About this exercise
Examine each line of the data. Copy the line if it includes the word "blurred".

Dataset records
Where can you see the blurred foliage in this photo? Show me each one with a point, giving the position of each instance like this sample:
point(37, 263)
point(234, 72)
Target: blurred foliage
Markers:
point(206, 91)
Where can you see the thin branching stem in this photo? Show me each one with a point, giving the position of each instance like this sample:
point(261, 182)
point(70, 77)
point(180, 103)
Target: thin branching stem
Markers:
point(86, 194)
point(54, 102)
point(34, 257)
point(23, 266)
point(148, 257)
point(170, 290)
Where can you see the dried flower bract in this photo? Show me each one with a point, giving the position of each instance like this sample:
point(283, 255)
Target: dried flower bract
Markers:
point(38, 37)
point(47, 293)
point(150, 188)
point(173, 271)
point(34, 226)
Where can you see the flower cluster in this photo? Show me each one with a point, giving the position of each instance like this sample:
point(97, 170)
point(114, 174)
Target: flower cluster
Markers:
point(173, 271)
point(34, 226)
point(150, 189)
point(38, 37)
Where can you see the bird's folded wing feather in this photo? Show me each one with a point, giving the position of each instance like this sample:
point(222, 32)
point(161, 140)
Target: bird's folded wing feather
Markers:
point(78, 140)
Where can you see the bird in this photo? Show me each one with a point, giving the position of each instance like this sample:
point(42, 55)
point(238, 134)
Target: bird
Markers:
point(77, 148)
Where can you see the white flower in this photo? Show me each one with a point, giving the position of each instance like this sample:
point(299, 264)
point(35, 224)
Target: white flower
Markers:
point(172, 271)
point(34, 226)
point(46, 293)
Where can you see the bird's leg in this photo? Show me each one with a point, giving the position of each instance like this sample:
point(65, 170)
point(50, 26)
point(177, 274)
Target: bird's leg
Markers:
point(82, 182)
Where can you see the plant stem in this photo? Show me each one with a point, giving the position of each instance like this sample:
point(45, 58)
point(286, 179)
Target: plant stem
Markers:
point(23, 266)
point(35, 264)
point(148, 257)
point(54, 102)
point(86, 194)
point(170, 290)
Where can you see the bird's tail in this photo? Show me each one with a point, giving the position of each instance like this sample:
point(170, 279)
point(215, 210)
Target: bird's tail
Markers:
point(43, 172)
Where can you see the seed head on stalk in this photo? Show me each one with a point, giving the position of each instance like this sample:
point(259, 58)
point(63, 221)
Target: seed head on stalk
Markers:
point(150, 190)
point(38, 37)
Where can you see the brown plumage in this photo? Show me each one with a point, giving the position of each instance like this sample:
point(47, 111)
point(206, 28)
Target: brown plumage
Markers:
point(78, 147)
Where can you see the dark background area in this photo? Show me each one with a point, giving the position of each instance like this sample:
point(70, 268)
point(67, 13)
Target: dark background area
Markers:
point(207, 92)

...

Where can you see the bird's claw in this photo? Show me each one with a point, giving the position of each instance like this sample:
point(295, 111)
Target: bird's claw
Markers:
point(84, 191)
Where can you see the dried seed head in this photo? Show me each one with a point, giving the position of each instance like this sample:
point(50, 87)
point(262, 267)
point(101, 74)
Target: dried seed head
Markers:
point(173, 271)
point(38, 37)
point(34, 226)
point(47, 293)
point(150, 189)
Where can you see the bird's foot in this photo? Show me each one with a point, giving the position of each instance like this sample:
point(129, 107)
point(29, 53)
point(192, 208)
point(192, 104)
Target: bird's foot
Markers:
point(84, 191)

==

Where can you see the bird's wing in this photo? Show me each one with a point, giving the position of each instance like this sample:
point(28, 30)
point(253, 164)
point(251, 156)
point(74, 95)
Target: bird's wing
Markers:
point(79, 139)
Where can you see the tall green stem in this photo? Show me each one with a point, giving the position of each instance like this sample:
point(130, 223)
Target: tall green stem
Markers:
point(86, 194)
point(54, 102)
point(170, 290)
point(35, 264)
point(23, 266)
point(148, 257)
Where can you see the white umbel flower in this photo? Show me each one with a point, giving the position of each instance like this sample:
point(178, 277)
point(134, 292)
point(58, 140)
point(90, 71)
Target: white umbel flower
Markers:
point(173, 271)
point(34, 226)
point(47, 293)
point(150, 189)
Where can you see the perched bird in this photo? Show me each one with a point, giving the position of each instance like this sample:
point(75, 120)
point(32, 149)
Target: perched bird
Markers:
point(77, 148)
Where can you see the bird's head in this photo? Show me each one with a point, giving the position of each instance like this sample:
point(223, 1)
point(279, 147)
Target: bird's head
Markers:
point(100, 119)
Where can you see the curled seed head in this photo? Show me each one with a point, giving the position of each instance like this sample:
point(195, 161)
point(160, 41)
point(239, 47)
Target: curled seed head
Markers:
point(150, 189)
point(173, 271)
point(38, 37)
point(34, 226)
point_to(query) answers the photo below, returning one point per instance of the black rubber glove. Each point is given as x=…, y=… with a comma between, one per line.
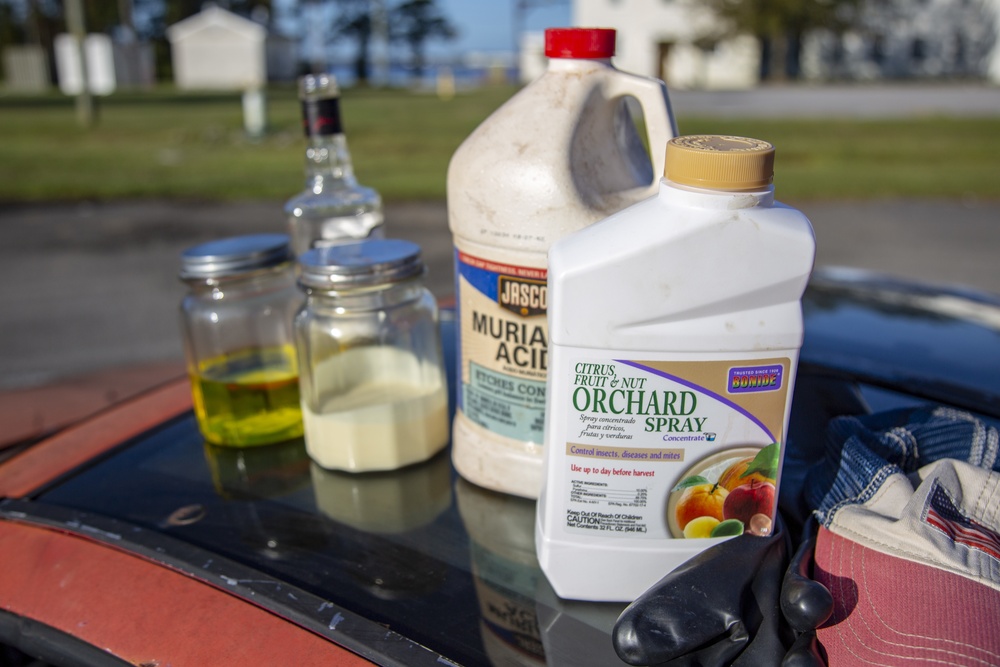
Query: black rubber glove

Reply to the task
Where can you see the blurred foliage in this photo? Show me each one with a point, giving the position of each instance like this sample:
Target: blurred foliage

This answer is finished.